# Set of tasks
A) According to the paper digest, what two premises about voters does Condorcet's jury theorem rest on?
B) Continue the paper digest after its final sentence.

# Source extract
##########

New Economics Papers
on Collective Decision-Making
Issue of 2008‒05‒31
nine papers chosen by

  1. The Premises of Condorcet's Jury Theorem Are Not Simultaneously Justified By Dietrich Franz
  2. The Premiss-Based Approach to Judgment Aggregation By Dietrich Franz; Mongin Philippe
  3. Corruption and Power in Democracies By Francesco Giovannoni; Daniel J. Seidmann
  4. QRE, NSNX and the Paradox of Voting By Howard Margolis
  5. The Fiscal Consequences of Electoral Institutions By Christopher R. Berry; Jacob E. Gersen
  6. From individual attitudes towards migrants to migration policy outcomes: Theory and evidence By Facchini, Giovanni; Mayda, Anna Maria
  7. The Devil's Calculus: Mathematical Models of Civil War By Shenoy, Ajay
  8. The behaviour of the MPC: Gradualism, inaction and individual voting patterns By Groth, Charlotta; Wheeler, Tracy
  9. Governance and Parliamentary Accountability By Muiris MacCarthaigh

  1. By: Dietrich Franz (METEOR)
    Abstract: Condorcet''s famous jury theorem reaches an optimistic conclusion on the correctness of majority decisions, based on two controversial premises about voters: they are competent and vote independently, in a technical sense. I carefully analyse these premises and show that: (i) whether a premise is justified depends on the notion of probability considered; (ii) none of the notions renders both premises simultaneously justified. Under the perhaps most interesting notions, the independence assumption should be weakened.
    Keywords: mathematical economics;
    Date: 2008
  2. By: Dietrich Franz; Mongin Philippe (METEOR)
    Abstract: We investigate judgment aggregation by assuming that some formulas of the agenda are singled out as premises, and the Independence condition (formula-wise aggregation) holds for them, though perhaps not for others. Whether premise-based aggregation thus defined is non-degenerate depends on how premises are logically connected, both among themselves and with other formulas. We identify necessary and sufficient conditions for dictatorship or oligarchy on the premisses, and investigate when these results extend to the whole agenda. Our theorems recover or strengthen several existing ones and are formulated for infinite populations, an innovation of this paper.

##########

# Region annotation entries
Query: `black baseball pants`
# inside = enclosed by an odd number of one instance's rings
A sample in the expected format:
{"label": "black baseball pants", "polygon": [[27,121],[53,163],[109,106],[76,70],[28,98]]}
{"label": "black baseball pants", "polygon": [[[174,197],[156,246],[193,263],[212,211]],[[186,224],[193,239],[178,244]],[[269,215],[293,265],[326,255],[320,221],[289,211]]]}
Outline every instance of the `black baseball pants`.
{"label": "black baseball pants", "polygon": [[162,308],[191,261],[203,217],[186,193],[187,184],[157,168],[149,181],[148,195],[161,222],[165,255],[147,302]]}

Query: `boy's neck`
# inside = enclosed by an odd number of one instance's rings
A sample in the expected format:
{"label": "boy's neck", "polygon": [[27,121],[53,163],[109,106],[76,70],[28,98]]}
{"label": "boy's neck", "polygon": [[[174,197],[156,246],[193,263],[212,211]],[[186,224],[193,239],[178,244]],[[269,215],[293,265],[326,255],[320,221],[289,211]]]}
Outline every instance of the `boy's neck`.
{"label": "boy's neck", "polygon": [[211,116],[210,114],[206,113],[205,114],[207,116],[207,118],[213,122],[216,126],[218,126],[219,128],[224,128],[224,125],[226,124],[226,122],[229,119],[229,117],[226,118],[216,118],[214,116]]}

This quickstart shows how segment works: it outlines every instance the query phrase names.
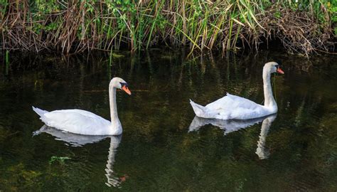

##########

# Responses in order
A) Voters are competent, and they vote independently.

B)
    Keywords: mathematical economics;
    Date: 2008
  3. By: Francesco Giovannoni; Daniel J. Seidmann
    Abstract: According to Acton: “Power corrupts and absolute power corrupts absolutely”. We study the implications of Acton’s dictum in models where citizens vote (for three parties) and governments then form in a series of elections. In each election, parties have fixed tastes for graft, which affect negotiations to form a government if parliament hangs; but incumbency changes tastes across elections. We argue that combinations of Acton’s dictum with various assumptions about citizen sophistication and inter-party commitments generate tight and testable predictions which cover plausible dynamics of government formation in an otherwise stationary environment.
    Keywords: Corruption, government dynamics
    JEL: H11 D72
    Date: 2008–02
  4. By: Howard Margolis
    Abstract: Levine & Palfrey's (2007) QRE account of turnout in large elections raises the broader question of how much of a departure from standard rational choice theory is justified by the considerable repertoire of rational choice anomalies that has accumulated since Downs and Olson half a century ago. An alternative but more controversial unconventional view turns on what I call NSNX motivation to account for how agents seek a balance between self-interest and social motivation. NSNX agents have irreducibly dual utility functions. QRE agents have a standard utility function but they do not maximize it. I review the situation showing why in situations where NSNX effects could be expected, QRE might mirror those effects. I show how by varying parameters of an experiment we can cleanly distinguish between actual QRE effects which should bring predictions closer to the data than Nash and NSNX effects which should do the same.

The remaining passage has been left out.